• [About this exercise]:
Reproduce all of the data below line for line, with no changes.

(Stored data entries)
——

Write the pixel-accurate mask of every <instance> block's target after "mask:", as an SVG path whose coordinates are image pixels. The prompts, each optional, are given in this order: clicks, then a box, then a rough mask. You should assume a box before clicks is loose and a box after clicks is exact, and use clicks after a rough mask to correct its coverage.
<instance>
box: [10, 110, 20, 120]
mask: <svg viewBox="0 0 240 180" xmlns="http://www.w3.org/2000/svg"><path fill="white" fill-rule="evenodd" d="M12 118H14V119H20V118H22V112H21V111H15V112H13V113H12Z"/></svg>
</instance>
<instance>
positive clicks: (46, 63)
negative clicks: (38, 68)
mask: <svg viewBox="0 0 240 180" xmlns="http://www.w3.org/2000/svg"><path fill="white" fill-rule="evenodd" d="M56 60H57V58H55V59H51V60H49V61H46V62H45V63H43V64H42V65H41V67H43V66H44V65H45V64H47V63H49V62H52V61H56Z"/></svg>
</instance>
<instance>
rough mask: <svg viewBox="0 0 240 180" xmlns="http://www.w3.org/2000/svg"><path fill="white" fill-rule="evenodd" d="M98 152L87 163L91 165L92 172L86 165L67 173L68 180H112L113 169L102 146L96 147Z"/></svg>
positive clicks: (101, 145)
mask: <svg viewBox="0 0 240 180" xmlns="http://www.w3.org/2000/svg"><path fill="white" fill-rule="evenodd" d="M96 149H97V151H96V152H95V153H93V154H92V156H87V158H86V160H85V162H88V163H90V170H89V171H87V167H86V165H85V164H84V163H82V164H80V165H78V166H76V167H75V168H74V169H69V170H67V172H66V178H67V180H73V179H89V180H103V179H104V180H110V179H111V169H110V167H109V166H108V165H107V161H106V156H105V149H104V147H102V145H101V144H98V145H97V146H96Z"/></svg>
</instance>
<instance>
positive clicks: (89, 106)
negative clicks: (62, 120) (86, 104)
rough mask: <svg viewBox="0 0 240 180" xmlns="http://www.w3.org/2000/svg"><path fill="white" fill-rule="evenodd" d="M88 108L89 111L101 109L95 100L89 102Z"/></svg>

——

• [Answer section]:
Write the pixel-accurate mask of every <instance> block's target after "mask:", as an SVG path whose coordinates are image pixels. The prompts, each optional, are given in this order: clicks, then a box, then a rough mask. You should assume a box before clicks is loose and a box after clicks is exact, and use clicks after a rough mask to correct its coverage.
<instance>
box: [10, 110, 20, 120]
mask: <svg viewBox="0 0 240 180" xmlns="http://www.w3.org/2000/svg"><path fill="white" fill-rule="evenodd" d="M12 118H14V119H20V118H22V112H21V111H15V112H13V113H12Z"/></svg>
</instance>
<instance>
positive clicks: (46, 63)
negative clicks: (38, 68)
mask: <svg viewBox="0 0 240 180" xmlns="http://www.w3.org/2000/svg"><path fill="white" fill-rule="evenodd" d="M56 60H57V58H55V59H51V60H49V61H46V62H45V63H43V64H42V65H41V67H43V66H44V65H45V64H47V63H49V62H52V61H56Z"/></svg>
</instance>
<instance>
rough mask: <svg viewBox="0 0 240 180" xmlns="http://www.w3.org/2000/svg"><path fill="white" fill-rule="evenodd" d="M98 152L87 163L91 165L92 172L86 165L67 173L68 180H112L113 169L102 146L96 147Z"/></svg>
positive clicks: (101, 145)
mask: <svg viewBox="0 0 240 180" xmlns="http://www.w3.org/2000/svg"><path fill="white" fill-rule="evenodd" d="M96 149H97V151H96V152H95V153H93V154H92V156H87V158H86V160H85V162H88V163H90V170H89V171H87V167H86V165H85V164H84V163H82V164H80V165H78V166H76V167H75V168H74V169H69V170H67V172H66V178H67V180H73V179H89V180H103V179H104V180H110V179H111V169H110V167H109V166H108V165H107V161H106V156H105V149H104V147H102V145H101V144H98V145H97V146H96Z"/></svg>
</instance>
<instance>
positive clicks: (89, 106)
negative clicks: (62, 120) (86, 104)
rough mask: <svg viewBox="0 0 240 180" xmlns="http://www.w3.org/2000/svg"><path fill="white" fill-rule="evenodd" d="M88 108L89 111L101 109L95 100L89 102Z"/></svg>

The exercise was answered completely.